GIVEN INFORMATION:
.....

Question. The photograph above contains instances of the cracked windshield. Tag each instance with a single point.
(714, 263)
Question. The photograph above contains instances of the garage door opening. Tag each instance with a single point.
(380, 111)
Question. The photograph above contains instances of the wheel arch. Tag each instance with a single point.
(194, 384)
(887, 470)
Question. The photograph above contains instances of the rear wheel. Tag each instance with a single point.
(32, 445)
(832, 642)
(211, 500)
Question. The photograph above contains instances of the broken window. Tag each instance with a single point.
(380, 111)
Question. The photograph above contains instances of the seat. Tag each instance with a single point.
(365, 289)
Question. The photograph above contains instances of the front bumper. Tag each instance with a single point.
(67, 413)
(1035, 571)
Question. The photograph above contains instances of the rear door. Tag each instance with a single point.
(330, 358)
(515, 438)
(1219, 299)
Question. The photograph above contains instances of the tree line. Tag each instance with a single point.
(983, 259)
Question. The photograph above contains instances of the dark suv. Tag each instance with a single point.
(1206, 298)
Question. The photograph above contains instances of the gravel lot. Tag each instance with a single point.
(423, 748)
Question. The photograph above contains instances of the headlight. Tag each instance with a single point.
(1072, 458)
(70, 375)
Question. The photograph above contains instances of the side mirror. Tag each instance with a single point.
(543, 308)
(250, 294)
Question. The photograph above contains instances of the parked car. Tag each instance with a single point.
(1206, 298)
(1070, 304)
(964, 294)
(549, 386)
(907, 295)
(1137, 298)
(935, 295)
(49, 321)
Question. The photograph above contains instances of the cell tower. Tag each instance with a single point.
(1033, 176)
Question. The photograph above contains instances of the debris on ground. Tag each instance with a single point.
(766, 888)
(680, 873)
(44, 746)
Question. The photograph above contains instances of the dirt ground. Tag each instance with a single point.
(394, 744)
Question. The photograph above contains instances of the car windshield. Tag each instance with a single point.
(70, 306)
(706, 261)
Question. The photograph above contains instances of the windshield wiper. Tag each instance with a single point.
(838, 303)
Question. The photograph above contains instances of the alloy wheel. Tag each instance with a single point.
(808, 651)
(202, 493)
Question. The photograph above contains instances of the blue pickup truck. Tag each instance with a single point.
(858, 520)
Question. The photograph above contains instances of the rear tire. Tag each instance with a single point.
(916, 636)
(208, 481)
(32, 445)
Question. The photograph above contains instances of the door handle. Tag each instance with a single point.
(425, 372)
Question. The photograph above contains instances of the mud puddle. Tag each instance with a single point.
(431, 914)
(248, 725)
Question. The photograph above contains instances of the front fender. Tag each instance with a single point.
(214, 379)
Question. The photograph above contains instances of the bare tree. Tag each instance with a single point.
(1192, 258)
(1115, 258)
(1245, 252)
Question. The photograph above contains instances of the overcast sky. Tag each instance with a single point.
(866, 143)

.....

STATED EXERCISE:
Return all of the data word for word.

ANSWER BELOW:
Question. The photograph above contains instances of the cracked windshield. Tag each instance with a single point.
(714, 263)
Question. The photograph above contains instances of the garage door opening. Tag each instance with a single point.
(380, 111)
Question. The photograph above contains instances of the wheel arch. Tag each instance with a single point.
(194, 384)
(887, 470)
Question. The photograph above contains instances of the rear wheel. Tag each instance with a single point.
(32, 445)
(832, 642)
(211, 500)
Question. The photograph above contains instances of the broken window. Tag each instance with a single point.
(380, 111)
Question. The photograph above contains instances of the seat. Tag each instance with a single point.
(365, 289)
Question. The photograph above contains instances of the front bumper. Tag each instance with a single point.
(67, 413)
(1035, 571)
Question. The photograph above contains instances of the rear door. Tag each instance with a single point.
(330, 358)
(515, 438)
(1219, 299)
Question. The photograph above contains instances of the tree line. Tag each instance with a single point.
(983, 259)
Question. The photograph above contains instances of the dark suv. Tag each instance with a single point.
(1206, 298)
Question. The photograph above contains instances of the gravel lot. Tag each instance with a single point.
(423, 748)
Question. The photograph above contains instances of the headlight. Tag each instance with a single point.
(1072, 458)
(70, 375)
Question. The photograph above contains instances of the side mirror. Tag each instance with a single point.
(543, 308)
(250, 294)
Question. The photograph above contains instances of the parked car. Tag each instance with a single point.
(1206, 298)
(1070, 304)
(964, 294)
(549, 386)
(907, 295)
(1137, 298)
(935, 295)
(49, 321)
Question. The photograph above contains instances of the cell tower. Tag each instance with a single point.
(1033, 176)
Question. The photograph above contains instances of the debris on ground. Tag each instance with a single point.
(766, 888)
(680, 873)
(44, 746)
Question. The photograph above contains instances of the dirt ground. Tag each instance with a single point.
(394, 744)
Question. The photograph above contains instances of the car windshield. Tag each instance with a single point.
(70, 306)
(706, 261)
Question. The photograph above contains instances of the windshield wiper. Tag each instance with a single point.
(838, 303)
Question. The photograph above contains instances of the alloy wheel. Tag each instance with a single point.
(808, 651)
(202, 493)
Question. The photograph above contains instances of the blue pickup truck. Tag each instance with a single point.
(858, 520)
Question. The photograph above contains instances of the rear tire. Tag each instance with a single point.
(916, 636)
(208, 481)
(32, 445)
Question. The photograph above contains instances of the door handle. Tag each instance with a single point.
(425, 372)
Question. The photograph above contains instances of the mud puddle. Tag each instance with a single point.
(431, 914)
(248, 725)
Question. The photograph above contains instances of the front fender. Tag each instance with a single point.
(214, 379)
Question. The photograph above contains instances of the bare tree. Tag each instance with a single point.
(1192, 258)
(1115, 258)
(1245, 252)
Question. The photograph above contains instances of the overcast sky. Tag each instance with a single point.
(866, 143)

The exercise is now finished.